Many Baptist General Conference leaders have effectively addressed the theories of the controversial Dr. Boyd, and he alone would not be reason enough to believe that the entire BGC-now CONVERGE WORLDWIDE is going down the primrose path to Emergent, Purpose-Driven apostasy.
But if the denomination’s magazine, CONVERGE POINT (formerly BGC WORLD) is an indicator of a once-venerable organization’s defection, any discerning reader can see that there is trouble in the newly restructured CONVERGE WORLDWIDE.
The February/March 2009 issue of CONVERGE POINT contains a number of red flares to the present day “Berean” who runs everything he or she reads through the Word of God.
1) An article titled “How to start a fire in your church”, by Steve Welling uses Acts 2:42-47 as a springboard for consideration. This passage of Scripture starts out by saying, “And they continued stedfast in doctrine . . . .”
Yet author Steve Welling makes a disturbing statement, denying the relevance for today’s church in that passage. According to the Welling: ” . . . in the North American church there has never been more and better Bible teaching available.”

> Given request 1
In the commentary on CONVERGE WORLDWIDE, which Scripture passage does Steve Welling's article use as a springboard?
> Given request 2
Carry the commentary on CONVERGE WORLDWIDE forward, picking up after its final sentence.

> Dataset content
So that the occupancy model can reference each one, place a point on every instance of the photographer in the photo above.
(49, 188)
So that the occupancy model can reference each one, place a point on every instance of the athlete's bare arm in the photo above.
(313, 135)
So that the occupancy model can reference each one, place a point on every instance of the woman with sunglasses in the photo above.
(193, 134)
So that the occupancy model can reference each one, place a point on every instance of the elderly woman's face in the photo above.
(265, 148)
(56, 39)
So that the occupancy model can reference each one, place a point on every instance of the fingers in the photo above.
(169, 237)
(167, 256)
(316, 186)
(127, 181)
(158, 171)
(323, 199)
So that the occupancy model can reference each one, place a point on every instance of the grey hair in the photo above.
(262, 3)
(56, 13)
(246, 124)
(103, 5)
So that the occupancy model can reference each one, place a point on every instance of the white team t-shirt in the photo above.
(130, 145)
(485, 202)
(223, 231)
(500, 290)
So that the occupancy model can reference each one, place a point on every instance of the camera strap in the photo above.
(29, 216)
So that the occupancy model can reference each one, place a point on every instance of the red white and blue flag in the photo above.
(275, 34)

---

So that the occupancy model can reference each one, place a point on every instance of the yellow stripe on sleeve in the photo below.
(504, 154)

==

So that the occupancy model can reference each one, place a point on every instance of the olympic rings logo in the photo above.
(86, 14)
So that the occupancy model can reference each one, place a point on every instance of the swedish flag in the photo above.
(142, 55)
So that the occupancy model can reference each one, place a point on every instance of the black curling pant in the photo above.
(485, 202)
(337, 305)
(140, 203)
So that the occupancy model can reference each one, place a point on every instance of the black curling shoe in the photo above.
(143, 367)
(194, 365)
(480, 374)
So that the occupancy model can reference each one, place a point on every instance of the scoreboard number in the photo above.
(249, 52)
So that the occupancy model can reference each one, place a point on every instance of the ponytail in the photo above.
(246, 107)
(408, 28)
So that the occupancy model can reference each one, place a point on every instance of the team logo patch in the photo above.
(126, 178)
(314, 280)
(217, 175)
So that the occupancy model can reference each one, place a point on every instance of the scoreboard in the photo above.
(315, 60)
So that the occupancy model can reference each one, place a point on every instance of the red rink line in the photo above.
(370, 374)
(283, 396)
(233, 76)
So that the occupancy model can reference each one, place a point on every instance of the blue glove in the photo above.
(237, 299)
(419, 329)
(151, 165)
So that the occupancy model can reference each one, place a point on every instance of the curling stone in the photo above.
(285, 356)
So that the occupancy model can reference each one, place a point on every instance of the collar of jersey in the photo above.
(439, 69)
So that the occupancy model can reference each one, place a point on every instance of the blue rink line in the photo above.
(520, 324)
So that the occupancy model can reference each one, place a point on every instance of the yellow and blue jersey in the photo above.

> Response 1
Acts 2:42-47.

> Response 2
Then Mr. Welling goes on to give a couple of examples of people whom he considers to be good Bible teachers. He never mentions the widespread contemporary lack of genuine, exegetical, dispensational Bible teaching.
The idea that we have “more and better teaching” in our churches today is a downright fantasy which only a Biblically untaught and uniformed generation will believe!
In his article, Steve Welling goes on to infer that church growth is a positive goal in our current culture. Most of us realize that many of today’s large churches are not great at all, but rather places to be avoided–sites where watered-down teaching prevails, cultural compromise reigns, and corporate America marketing practices abound.
To give due credit to Steve Welling, he states: “One of the things we have missed in the American church is the idea of risk and suffering, of putting our lives on the line.” Here I agree 100%!
But today’s untaught church (consisting of millions of believers who have never heard of the end times apostasy, the salvation of the Jews, the restoration of Israel, and Christ’s ultimate return to reign in Jerusalem) will never be prepared for risk and suffering when it comes.
All Steve Welling can offer, by eschewing thorough Bible teaching and preaching, is to witness without the power of Scripture: a kind of “get cozy with Jesus and see how He can change your life” theology which is man-focused rather than God-centered.
Yes, Jesus does change lives, but that fact is only a part of God’s plan. The complete Bible includes God’s program for the ages, His plan to bring ultimate glory to Himself.
Without knowing the whole Bible, we are helpless and ignorant–and man-centered enough to think that Christianity begins and ends with “What Jesus can do for me and you” or “How we can hold hands and feed the world”.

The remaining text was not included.